Record excerpts:

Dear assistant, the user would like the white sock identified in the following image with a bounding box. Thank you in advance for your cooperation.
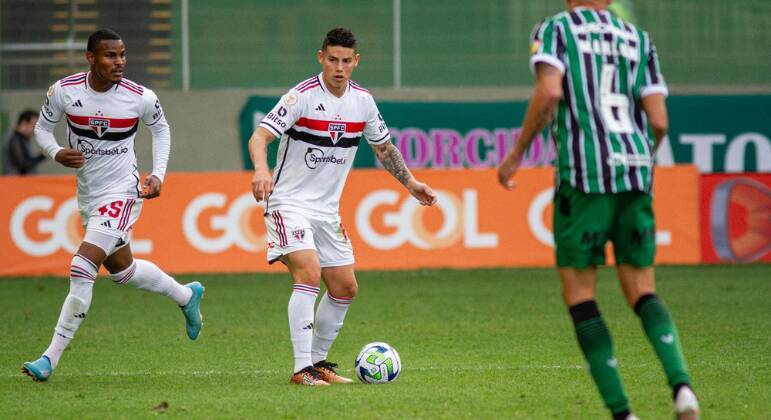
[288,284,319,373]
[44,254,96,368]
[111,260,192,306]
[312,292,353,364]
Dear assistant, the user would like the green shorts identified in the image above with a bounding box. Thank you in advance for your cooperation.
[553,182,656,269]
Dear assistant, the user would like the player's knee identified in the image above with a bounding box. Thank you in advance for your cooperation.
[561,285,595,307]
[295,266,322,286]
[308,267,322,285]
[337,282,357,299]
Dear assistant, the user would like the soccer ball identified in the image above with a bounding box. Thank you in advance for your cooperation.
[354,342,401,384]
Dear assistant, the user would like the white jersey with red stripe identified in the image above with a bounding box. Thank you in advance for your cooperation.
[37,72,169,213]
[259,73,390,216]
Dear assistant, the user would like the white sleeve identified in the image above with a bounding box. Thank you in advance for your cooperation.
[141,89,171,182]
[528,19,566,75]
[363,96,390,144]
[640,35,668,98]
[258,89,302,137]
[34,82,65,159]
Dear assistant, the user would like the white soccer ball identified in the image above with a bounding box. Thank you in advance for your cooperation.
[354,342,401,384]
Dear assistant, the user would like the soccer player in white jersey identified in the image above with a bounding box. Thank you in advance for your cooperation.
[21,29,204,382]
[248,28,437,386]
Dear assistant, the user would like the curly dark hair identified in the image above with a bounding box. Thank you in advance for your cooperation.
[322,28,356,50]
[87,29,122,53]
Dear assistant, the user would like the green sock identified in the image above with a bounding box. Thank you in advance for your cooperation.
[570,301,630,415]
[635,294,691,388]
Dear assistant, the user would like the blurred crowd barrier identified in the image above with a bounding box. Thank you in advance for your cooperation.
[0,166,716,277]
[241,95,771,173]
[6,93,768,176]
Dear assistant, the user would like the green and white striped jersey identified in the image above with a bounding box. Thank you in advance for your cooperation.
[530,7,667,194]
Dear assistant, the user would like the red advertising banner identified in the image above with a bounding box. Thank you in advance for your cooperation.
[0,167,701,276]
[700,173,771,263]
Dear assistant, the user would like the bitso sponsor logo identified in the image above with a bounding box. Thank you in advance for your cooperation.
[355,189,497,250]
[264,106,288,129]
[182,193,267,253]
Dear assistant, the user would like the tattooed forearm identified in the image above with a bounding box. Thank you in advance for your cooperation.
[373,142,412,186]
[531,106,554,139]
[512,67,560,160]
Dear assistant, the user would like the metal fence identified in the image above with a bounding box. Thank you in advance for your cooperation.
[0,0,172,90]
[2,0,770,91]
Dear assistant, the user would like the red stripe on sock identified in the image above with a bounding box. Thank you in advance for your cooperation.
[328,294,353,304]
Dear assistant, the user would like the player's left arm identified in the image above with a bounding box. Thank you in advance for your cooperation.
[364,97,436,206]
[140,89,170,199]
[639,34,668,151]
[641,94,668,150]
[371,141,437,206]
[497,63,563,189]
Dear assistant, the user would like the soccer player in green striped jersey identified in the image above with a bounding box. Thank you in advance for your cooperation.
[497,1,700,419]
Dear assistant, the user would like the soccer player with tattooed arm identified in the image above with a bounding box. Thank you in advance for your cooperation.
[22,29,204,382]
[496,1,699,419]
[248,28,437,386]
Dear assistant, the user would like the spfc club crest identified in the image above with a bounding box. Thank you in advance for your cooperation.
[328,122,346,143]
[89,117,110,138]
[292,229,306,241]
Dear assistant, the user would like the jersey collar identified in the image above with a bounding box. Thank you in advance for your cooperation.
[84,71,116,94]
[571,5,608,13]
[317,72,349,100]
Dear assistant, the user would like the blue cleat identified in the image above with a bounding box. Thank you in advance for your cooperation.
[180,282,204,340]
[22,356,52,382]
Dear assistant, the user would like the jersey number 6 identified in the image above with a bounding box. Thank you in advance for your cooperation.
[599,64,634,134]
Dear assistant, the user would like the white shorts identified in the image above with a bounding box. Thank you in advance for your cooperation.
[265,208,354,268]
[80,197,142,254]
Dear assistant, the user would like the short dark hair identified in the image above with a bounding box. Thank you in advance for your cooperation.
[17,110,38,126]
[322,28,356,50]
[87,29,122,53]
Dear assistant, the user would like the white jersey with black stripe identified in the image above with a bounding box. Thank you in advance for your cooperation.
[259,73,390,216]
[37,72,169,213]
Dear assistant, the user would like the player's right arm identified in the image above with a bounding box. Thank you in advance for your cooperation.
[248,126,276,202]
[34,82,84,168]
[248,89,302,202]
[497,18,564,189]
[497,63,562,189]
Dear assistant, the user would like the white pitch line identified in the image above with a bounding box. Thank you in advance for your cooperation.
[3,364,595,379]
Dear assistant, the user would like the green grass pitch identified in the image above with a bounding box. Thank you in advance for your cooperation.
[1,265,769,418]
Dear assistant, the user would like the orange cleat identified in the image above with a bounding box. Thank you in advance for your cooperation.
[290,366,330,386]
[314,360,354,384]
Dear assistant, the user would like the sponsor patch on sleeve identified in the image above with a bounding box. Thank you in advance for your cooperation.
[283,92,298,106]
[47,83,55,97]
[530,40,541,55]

Exercise: Please copy the data shown above word for word, omitting the pictures.

Output below:
Dear assistant, the user would like the white sock identified in the following image with a bounding box. Thank you in advance for your cooperation.
[288,284,319,373]
[44,254,96,368]
[111,260,192,306]
[312,292,353,364]
Dear assistant, the user would like the green shorts identified in the image above with a bounding box. Thank you in advance for your cooperation.
[553,182,656,269]
Dear assistant, the user would like the player's knee identified in the image above with a bounding box. Thank you in advance for your cooperation.
[561,285,595,307]
[295,266,322,286]
[308,267,322,285]
[337,282,357,299]
Dear assistant, the user would like the soccer ball identified in the image above with a bounding box. Thank you in advance for your cooperation.
[354,342,401,384]
Dear assistant, the user would like the white jersey with red stripe identified in the image above with a bounding box. Thank you in advance for your cooperation.
[37,72,169,213]
[259,73,390,216]
Dear assistant, the user would like the white sleeve identified in the image above with a bounding box. Thank you in advance for your cooperation.
[141,89,171,182]
[528,19,566,75]
[363,96,390,144]
[640,35,668,98]
[258,89,302,137]
[34,82,65,159]
Dear assistant, the user would like the white soccer ball identified in the image above with a bounding box. Thank you in advance for your cooperation.
[354,342,401,384]
Dear assistant, the user would like the soccer player in white jersey identified in the image above with a bounding box. Thank you in advance for your cooperation.
[21,29,204,382]
[248,28,437,386]
Dear assistant, the user would like the curly dark hair identified in the image above with a bounding box. Thank you in advance for your cooperation.
[322,28,356,50]
[87,29,122,53]
Dear assistant, the user would like the green sock identified in the image above with a bounding box. Thank you in advance for your cooperation.
[570,301,630,415]
[635,294,691,388]
Dear assistant, the user would like the blurred crowd barrier identified in the image above with a bounding box. Thank you in advance for your cooperation.
[0,166,716,277]
[241,95,771,173]
[6,93,768,176]
Dear assistant, the user would like the green and white striped jersey identified in the image above with a bounding box. Thank you in advance for your cooperation.
[530,7,667,194]
Dear assistant, the user would like the red advertising banner identified in the image above with a bounding box. Thank you in advance for your cooperation.
[0,167,701,276]
[700,173,771,263]
Dear assistant, the user would like the bitso sponsor logo identified in the image above with a bounding box. Thank you in advance for your cooperation.
[355,189,497,250]
[264,106,288,129]
[182,193,267,253]
Dear assistant, the user would like the tattooed forearm identified in the image above with a bounding box. Thank you in advance for your cooperation.
[373,142,412,186]
[531,106,554,139]
[512,67,560,160]
Dear assistant, the user would like the metal fence identified in the image above with a bounding box. Thank you in advance for your cooperation.
[0,0,172,90]
[2,0,770,91]
Dear assistant, the user would like the red stripe on sock identified in the image above with a bounding box. Thank you in advance for your cooperation.
[328,294,353,304]
Dear assistant, the user would like the player's left arm identified in the image above with a bounding box. Thank you in advance for your cooperation.
[364,97,436,206]
[140,89,170,199]
[639,34,668,151]
[641,94,668,150]
[371,141,437,206]
[497,63,563,189]
Dear assistant, the user would like the soccer player in green striped jersey identified in the image above with a bounding box. Thank you in advance for your cooperation.
[497,1,700,419]
Dear assistant, the user would like the soccer player with tattooed arm identified in the image above with a bounding box. Thank you in advance for your cooperation.
[22,29,204,382]
[496,1,699,419]
[248,28,437,386]
Dear assistant, the user would like the spfc club crest identified in the image above with a bounding box. Thank you in advance for your cooperation.
[328,122,346,143]
[89,117,110,138]
[292,229,306,241]
Dear assistant, the user would like the jersey collar identified in the image above with a bounding box. Thank you in advance for your cooperation.
[84,71,116,94]
[571,5,608,13]
[317,72,349,100]
Dear assistant, the user would like the blue cleat identified in the image above with a bounding box. Thank you in advance for your cooperation.
[180,282,204,340]
[22,356,52,382]
Dear assistant, the user would like the jersey number 6 identified in the image above with a bounding box. Thank you in advance for your cooperation.
[599,64,634,134]
Dear assistant, the user would like the white shorts identified in the image above with a bounding box. Thank you in advance for your cooperation.
[265,208,354,268]
[80,197,142,254]
Dear assistant, the user would like the short dark hair identified in the image above with a bounding box. Thank you in advance for your cooperation.
[17,110,38,126]
[322,28,356,50]
[87,29,122,53]
Dear assistant, the user would like the white jersey with black stripe identified in the image above with a bounding box. Thank you in advance for your cooperation.
[259,73,390,216]
[37,72,169,213]
Dear assistant, the user would like the player's right arm identified in the image above with a bounding box. Thank you in advance for your cooperation.
[248,126,276,202]
[34,82,84,168]
[248,89,302,202]
[497,18,564,189]
[497,63,562,189]
Dear assistant, the user would like the white pitch line identified in the image above with a bounding box. Thank you in advance for your cooperation.
[3,364,595,379]
Dear assistant, the user would like the green grass pitch identified in the image above with a bounding box. Thank you in advance for your cooperation.
[1,265,769,418]
Dear assistant, the user would like the orange cleat identified in the image above with a bounding box. Thank you in advance for your cooperation.
[290,366,330,386]
[314,360,354,384]
Dear assistant, the user would like the sponsor patch on sleeve identified in the image above with a bounding box. Thank you in advance for your cooperation.
[283,92,298,106]
[47,83,55,97]
[530,40,541,55]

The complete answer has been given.